Copy the data from the line that contains "For the benchmark, mark every instance of the yellow race" to its last line, exactly, including both of those lines and leaving out everything before.

───── Entries provided

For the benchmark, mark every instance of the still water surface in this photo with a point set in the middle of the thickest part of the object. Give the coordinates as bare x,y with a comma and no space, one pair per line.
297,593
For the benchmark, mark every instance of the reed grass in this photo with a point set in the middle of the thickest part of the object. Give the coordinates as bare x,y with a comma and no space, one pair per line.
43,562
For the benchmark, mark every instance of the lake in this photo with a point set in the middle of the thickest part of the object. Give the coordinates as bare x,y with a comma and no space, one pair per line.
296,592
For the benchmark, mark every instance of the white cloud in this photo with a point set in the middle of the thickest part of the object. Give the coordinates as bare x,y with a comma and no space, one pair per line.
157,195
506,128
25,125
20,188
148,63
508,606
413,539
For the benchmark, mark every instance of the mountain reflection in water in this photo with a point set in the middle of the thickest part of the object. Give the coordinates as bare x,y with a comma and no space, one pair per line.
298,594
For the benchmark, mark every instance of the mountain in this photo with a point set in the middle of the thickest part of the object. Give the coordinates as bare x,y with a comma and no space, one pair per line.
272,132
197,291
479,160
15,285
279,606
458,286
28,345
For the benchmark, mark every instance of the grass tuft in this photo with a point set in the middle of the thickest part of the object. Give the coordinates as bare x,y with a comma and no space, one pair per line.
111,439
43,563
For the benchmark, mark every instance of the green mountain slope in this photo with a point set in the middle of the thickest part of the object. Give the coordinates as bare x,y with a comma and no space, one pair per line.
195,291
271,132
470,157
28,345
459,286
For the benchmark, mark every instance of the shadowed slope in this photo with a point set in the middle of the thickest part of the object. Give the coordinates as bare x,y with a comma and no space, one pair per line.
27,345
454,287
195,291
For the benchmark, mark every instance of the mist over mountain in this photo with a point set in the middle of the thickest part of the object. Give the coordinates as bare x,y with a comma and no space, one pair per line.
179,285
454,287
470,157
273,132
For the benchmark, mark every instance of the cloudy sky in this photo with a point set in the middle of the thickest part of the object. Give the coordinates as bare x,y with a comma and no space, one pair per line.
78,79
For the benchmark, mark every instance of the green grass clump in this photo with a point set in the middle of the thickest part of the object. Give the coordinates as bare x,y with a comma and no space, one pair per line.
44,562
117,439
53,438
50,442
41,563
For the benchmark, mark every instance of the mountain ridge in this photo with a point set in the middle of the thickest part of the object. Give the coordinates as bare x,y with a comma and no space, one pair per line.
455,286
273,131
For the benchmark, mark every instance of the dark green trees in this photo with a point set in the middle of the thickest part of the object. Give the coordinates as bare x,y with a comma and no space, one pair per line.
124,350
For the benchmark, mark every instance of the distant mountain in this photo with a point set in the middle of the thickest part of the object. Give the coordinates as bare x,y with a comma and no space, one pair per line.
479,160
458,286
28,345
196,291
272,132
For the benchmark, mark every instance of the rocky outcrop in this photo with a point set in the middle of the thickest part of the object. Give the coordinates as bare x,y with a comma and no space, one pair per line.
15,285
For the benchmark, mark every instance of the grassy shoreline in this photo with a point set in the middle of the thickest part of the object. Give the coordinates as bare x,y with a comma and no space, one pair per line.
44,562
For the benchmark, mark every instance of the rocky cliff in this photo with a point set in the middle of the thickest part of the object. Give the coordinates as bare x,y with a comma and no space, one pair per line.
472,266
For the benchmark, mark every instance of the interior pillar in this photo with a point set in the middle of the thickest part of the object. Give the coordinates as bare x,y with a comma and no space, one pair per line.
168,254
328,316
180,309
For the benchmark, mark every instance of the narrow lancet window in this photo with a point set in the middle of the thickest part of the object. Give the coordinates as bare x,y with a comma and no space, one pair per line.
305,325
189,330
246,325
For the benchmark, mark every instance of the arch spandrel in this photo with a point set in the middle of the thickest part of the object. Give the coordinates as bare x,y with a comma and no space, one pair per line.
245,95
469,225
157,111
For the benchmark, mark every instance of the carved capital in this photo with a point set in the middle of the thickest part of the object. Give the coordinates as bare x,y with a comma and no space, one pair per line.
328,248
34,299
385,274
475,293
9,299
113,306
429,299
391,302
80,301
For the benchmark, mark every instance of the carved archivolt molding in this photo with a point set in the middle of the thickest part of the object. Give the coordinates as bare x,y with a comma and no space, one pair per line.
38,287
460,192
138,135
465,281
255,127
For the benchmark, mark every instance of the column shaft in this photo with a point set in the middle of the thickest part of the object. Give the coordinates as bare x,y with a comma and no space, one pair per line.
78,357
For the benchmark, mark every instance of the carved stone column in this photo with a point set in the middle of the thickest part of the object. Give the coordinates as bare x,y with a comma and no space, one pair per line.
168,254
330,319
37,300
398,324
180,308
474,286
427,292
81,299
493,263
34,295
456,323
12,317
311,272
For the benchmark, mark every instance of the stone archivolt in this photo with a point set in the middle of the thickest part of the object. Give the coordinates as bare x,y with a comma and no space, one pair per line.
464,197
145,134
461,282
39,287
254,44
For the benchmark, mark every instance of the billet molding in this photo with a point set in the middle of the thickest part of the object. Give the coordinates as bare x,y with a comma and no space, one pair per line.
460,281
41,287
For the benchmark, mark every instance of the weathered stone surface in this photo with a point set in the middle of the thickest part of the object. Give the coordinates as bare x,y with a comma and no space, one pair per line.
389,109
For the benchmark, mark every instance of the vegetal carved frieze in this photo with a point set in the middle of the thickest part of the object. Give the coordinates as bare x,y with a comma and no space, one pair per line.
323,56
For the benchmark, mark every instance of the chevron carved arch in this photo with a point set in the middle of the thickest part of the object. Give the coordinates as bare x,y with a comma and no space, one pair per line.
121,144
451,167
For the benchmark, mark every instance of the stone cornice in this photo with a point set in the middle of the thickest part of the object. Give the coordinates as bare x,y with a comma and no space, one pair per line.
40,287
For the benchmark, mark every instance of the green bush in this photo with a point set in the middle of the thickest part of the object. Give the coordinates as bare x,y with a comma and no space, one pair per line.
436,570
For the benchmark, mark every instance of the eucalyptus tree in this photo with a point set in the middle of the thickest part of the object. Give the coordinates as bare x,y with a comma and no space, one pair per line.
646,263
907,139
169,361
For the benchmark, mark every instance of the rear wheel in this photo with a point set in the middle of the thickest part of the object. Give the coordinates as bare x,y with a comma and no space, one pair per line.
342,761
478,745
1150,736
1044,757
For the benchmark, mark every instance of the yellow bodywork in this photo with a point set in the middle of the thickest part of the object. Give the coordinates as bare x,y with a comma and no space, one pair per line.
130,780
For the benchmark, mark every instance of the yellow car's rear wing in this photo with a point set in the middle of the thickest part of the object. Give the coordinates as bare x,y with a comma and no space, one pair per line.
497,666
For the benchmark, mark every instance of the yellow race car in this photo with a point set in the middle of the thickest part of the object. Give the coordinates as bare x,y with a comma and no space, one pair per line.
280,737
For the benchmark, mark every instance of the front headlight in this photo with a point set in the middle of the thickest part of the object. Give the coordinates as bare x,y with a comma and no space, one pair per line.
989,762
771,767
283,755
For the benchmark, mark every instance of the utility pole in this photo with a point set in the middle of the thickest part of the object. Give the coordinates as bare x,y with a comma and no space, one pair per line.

──────────

Complete output
For the benchmark, mark every instance of the yellow race car in this photo with a point set in the middle of the thickest part of the object. Give the coordinates as bare x,y with a comma and no space, one pair per line.
280,737
For the benchmark, mark every instance of the front headlight in this photo with a point set in the middle of the thickest part of the object. Give the coordinates as bare x,y with a comma and no space, one pair per line.
989,762
771,767
283,755
For the benchmark, mark every instance of the utility pole in this photo with a point set in the middle of the thickest part of the object. Give the coordinates as bare x,y with a comma and no space, one pair per line.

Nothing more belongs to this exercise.